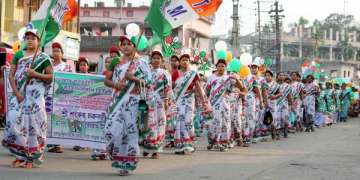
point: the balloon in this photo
(220, 45)
(140, 44)
(132, 29)
(202, 54)
(267, 62)
(262, 68)
(244, 71)
(196, 59)
(16, 46)
(228, 56)
(221, 54)
(234, 65)
(316, 75)
(246, 59)
(21, 33)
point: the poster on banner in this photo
(79, 110)
(8, 89)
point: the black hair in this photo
(269, 72)
(221, 61)
(296, 73)
(176, 57)
(278, 74)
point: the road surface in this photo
(331, 153)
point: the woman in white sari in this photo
(126, 77)
(26, 128)
(218, 87)
(185, 86)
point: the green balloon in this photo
(267, 62)
(140, 44)
(316, 75)
(234, 65)
(221, 54)
(202, 54)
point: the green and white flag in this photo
(49, 19)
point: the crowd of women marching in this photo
(155, 108)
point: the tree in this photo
(346, 49)
(303, 22)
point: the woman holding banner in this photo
(153, 139)
(26, 128)
(60, 66)
(127, 78)
(185, 86)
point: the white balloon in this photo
(21, 33)
(132, 29)
(246, 59)
(220, 46)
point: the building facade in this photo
(101, 26)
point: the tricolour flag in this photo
(165, 15)
(50, 17)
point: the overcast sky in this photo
(293, 9)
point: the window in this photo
(106, 31)
(20, 3)
(86, 13)
(106, 13)
(130, 13)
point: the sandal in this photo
(28, 165)
(155, 156)
(17, 163)
(123, 173)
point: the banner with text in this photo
(79, 105)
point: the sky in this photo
(293, 10)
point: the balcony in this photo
(98, 43)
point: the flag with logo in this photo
(165, 15)
(50, 16)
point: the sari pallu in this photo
(153, 140)
(219, 131)
(309, 104)
(283, 107)
(344, 105)
(273, 88)
(249, 110)
(297, 102)
(236, 106)
(185, 102)
(26, 128)
(121, 129)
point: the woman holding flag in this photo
(298, 96)
(185, 86)
(128, 78)
(153, 139)
(25, 132)
(218, 86)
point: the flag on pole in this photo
(50, 17)
(165, 15)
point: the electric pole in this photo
(277, 17)
(235, 35)
(259, 27)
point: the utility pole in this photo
(277, 16)
(259, 27)
(235, 37)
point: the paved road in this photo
(327, 154)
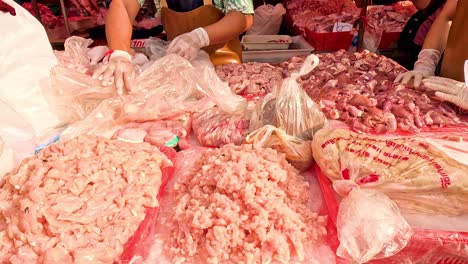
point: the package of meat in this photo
(267, 20)
(432, 173)
(297, 151)
(79, 200)
(289, 108)
(213, 212)
(215, 127)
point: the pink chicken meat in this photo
(238, 204)
(78, 201)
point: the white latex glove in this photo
(424, 67)
(449, 90)
(189, 44)
(119, 70)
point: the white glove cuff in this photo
(427, 61)
(202, 36)
(120, 54)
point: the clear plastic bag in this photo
(298, 152)
(433, 181)
(370, 226)
(289, 108)
(267, 20)
(24, 70)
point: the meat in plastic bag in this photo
(289, 108)
(215, 127)
(370, 226)
(433, 180)
(298, 152)
(267, 20)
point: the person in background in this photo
(190, 24)
(450, 90)
(415, 31)
(434, 45)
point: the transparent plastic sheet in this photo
(428, 244)
(155, 48)
(433, 181)
(370, 226)
(171, 86)
(267, 20)
(289, 107)
(215, 127)
(298, 152)
(24, 70)
(75, 56)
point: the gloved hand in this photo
(118, 69)
(449, 90)
(424, 67)
(189, 44)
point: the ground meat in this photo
(250, 78)
(78, 201)
(238, 204)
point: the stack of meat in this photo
(47, 18)
(238, 204)
(386, 18)
(358, 88)
(214, 127)
(78, 201)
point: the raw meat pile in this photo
(250, 78)
(215, 128)
(47, 18)
(238, 204)
(78, 201)
(391, 18)
(358, 88)
(317, 7)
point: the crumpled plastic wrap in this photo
(170, 87)
(298, 152)
(433, 180)
(370, 226)
(287, 119)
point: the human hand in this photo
(448, 90)
(424, 67)
(118, 69)
(189, 44)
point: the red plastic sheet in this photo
(140, 243)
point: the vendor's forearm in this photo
(438, 34)
(119, 21)
(229, 27)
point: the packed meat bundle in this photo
(238, 204)
(358, 88)
(47, 18)
(215, 128)
(318, 7)
(250, 78)
(78, 201)
(391, 18)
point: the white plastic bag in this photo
(267, 20)
(370, 226)
(26, 59)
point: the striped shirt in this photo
(244, 6)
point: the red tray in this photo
(389, 40)
(329, 41)
(436, 247)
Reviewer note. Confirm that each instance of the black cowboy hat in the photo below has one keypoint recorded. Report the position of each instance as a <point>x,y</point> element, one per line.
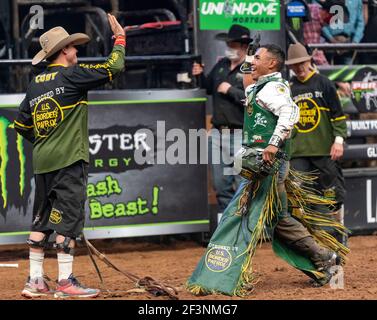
<point>236,33</point>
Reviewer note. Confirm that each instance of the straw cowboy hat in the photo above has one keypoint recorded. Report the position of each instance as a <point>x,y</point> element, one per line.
<point>236,33</point>
<point>56,39</point>
<point>297,53</point>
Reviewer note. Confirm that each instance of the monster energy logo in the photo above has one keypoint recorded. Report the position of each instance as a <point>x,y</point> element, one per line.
<point>5,126</point>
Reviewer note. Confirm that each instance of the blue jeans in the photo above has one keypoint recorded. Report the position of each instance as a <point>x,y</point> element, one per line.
<point>222,148</point>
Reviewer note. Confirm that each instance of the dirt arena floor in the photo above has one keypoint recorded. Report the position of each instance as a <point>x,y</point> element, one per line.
<point>173,260</point>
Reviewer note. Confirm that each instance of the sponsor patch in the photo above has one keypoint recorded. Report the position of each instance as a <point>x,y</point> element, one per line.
<point>281,89</point>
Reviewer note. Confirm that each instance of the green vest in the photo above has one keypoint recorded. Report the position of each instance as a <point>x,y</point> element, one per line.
<point>259,123</point>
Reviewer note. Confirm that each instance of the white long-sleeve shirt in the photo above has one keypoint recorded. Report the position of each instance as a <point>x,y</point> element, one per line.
<point>276,98</point>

» Directions for this task
Repeat the entries exactly, pictures left out.

» Output below
point: the balloon in this photo
(220, 45)
(140, 44)
(132, 29)
(202, 54)
(267, 62)
(262, 68)
(244, 71)
(196, 59)
(16, 46)
(228, 56)
(221, 54)
(234, 65)
(316, 75)
(246, 59)
(21, 33)
point: the poster on banner in this photo
(79, 110)
(8, 89)
point: the black hair in this photo
(269, 72)
(221, 61)
(296, 73)
(176, 57)
(278, 74)
point: the road surface in this photo
(331, 153)
point: the woman in white sari in this photo
(126, 77)
(26, 128)
(218, 87)
(185, 86)
point: the green balloon in this photo
(267, 62)
(140, 44)
(316, 75)
(234, 65)
(221, 54)
(202, 54)
point: the green and white flag in this photo
(49, 19)
point: the crowd of women marching in this photo
(155, 108)
point: the tree in this photo
(346, 49)
(303, 22)
point: the woman holding banner in this photo
(153, 139)
(26, 128)
(60, 66)
(127, 78)
(185, 86)
point: the white balloon in this photo
(21, 33)
(132, 29)
(246, 59)
(220, 46)
point: the building facade in this photo
(101, 26)
point: the tricolour flag in this photo
(165, 15)
(50, 17)
point: the overcast sky in this photo
(293, 9)
point: the window in this photo
(106, 31)
(20, 3)
(86, 13)
(106, 13)
(130, 13)
point: the sandal in this photo
(28, 165)
(155, 156)
(17, 163)
(123, 173)
point: the banner with text in this photo
(79, 105)
point: the sky in this photo
(293, 10)
point: the balcony in this photo
(98, 43)
point: the flag with logo in this photo
(165, 15)
(50, 16)
point: the sari pallu in this photo
(153, 140)
(219, 131)
(309, 104)
(283, 107)
(344, 105)
(273, 88)
(249, 110)
(297, 102)
(236, 106)
(185, 102)
(26, 128)
(121, 129)
point: the woman holding flag in this photo
(298, 96)
(185, 86)
(128, 78)
(153, 139)
(25, 132)
(218, 86)
point: the flag on pole in this photo
(50, 17)
(165, 15)
point: the electric pole in this photo
(277, 17)
(235, 35)
(259, 27)
point: the utility pole in this photo
(277, 16)
(259, 27)
(235, 37)
point: the paved road in this photo
(327, 154)
point: the package of meat in this photo
(267, 20)
(432, 173)
(297, 151)
(79, 200)
(289, 108)
(213, 212)
(215, 127)
point: the pink chicken meat in this photo
(238, 204)
(78, 201)
point: the white latex glove in this photo
(424, 67)
(449, 90)
(189, 44)
(119, 70)
point: the white glove cuff in this photo
(427, 61)
(202, 36)
(120, 54)
point: the clear plastic bag in this photo
(298, 152)
(433, 181)
(370, 226)
(289, 108)
(267, 20)
(24, 70)
point: the meat in plastic bag in this photo
(289, 108)
(215, 127)
(370, 226)
(433, 180)
(298, 152)
(267, 20)
point: the person in background in this photo
(190, 24)
(450, 90)
(415, 31)
(434, 45)
point: the transparent plastic sheet in this photo
(428, 244)
(155, 48)
(433, 181)
(370, 226)
(171, 86)
(267, 20)
(289, 107)
(215, 127)
(298, 152)
(24, 70)
(75, 56)
point: the gloved hand in this photo
(118, 69)
(449, 90)
(424, 67)
(189, 44)
point: the ground meat in this photo
(250, 78)
(78, 201)
(238, 204)
point: the stack of meat in this photo
(47, 18)
(238, 204)
(386, 18)
(358, 88)
(214, 127)
(78, 201)
point: the raw meat pile in this photo
(250, 78)
(215, 128)
(47, 18)
(238, 204)
(78, 201)
(391, 18)
(358, 88)
(317, 7)
point: the crumpled plastic wrap in this photo
(170, 87)
(298, 152)
(433, 180)
(370, 226)
(287, 119)
point: the human hand in this photo
(448, 90)
(424, 67)
(118, 69)
(189, 44)
point: the red plastic sheet in this photo
(140, 243)
point: the vendor's forearm in this photo
(438, 34)
(119, 21)
(229, 27)
point: the packed meat bundle in this photo
(238, 204)
(358, 88)
(47, 18)
(215, 128)
(318, 7)
(250, 78)
(78, 201)
(391, 18)
point: the white plastic bag in this photo
(267, 20)
(370, 226)
(26, 59)
point: the striped shirt in this photo
(244, 6)
point: the red tray in this photo
(389, 40)
(329, 41)
(436, 247)
Reviewer note. Confirm that each instance of the black cowboy hat in the photo below has one keypoint recorded. Report the position of each instance as a <point>x,y</point> element, one per line.
<point>236,33</point>
Reviewer note. Confirm that each instance of the straw cowboy hat in the photo above has one keypoint recorded. Report the position of each instance as a <point>x,y</point> element, one per line.
<point>236,33</point>
<point>56,39</point>
<point>297,53</point>
Reviewer note. Confirm that each instance of the monster energy logo in the photo above has one keypoint recorded. Report the position of each instance as a <point>x,y</point> element, one per line.
<point>5,126</point>
Reviewer note. Confirm that each instance of the blue jeans in the photo above has one keypoint recorded. Report the position of each instance as a <point>x,y</point> element, one per line.
<point>222,148</point>
Reviewer note. Confirm that each instance of the dirt arena floor in the photo above has one keypoint recorded. Report the position of each instance as a <point>x,y</point> element, one per line.
<point>173,260</point>
Reviewer note. Confirm that each instance of the sponsor patch in the photo above has one keypoint recorded. Report the position of each instance as a <point>x,y</point> element, one per line.
<point>281,89</point>
Reviewer note. Confirm that each instance of the green vest in the photo above has one keypoint recorded. Report the position of each instance as a <point>x,y</point> element, one per line.
<point>259,123</point>
Reviewer note. Confirm that each instance of the white long-sleeve shirt in the photo above has one keypoint recorded. Report the position of each instance as a <point>x,y</point> element, one per line.
<point>276,98</point>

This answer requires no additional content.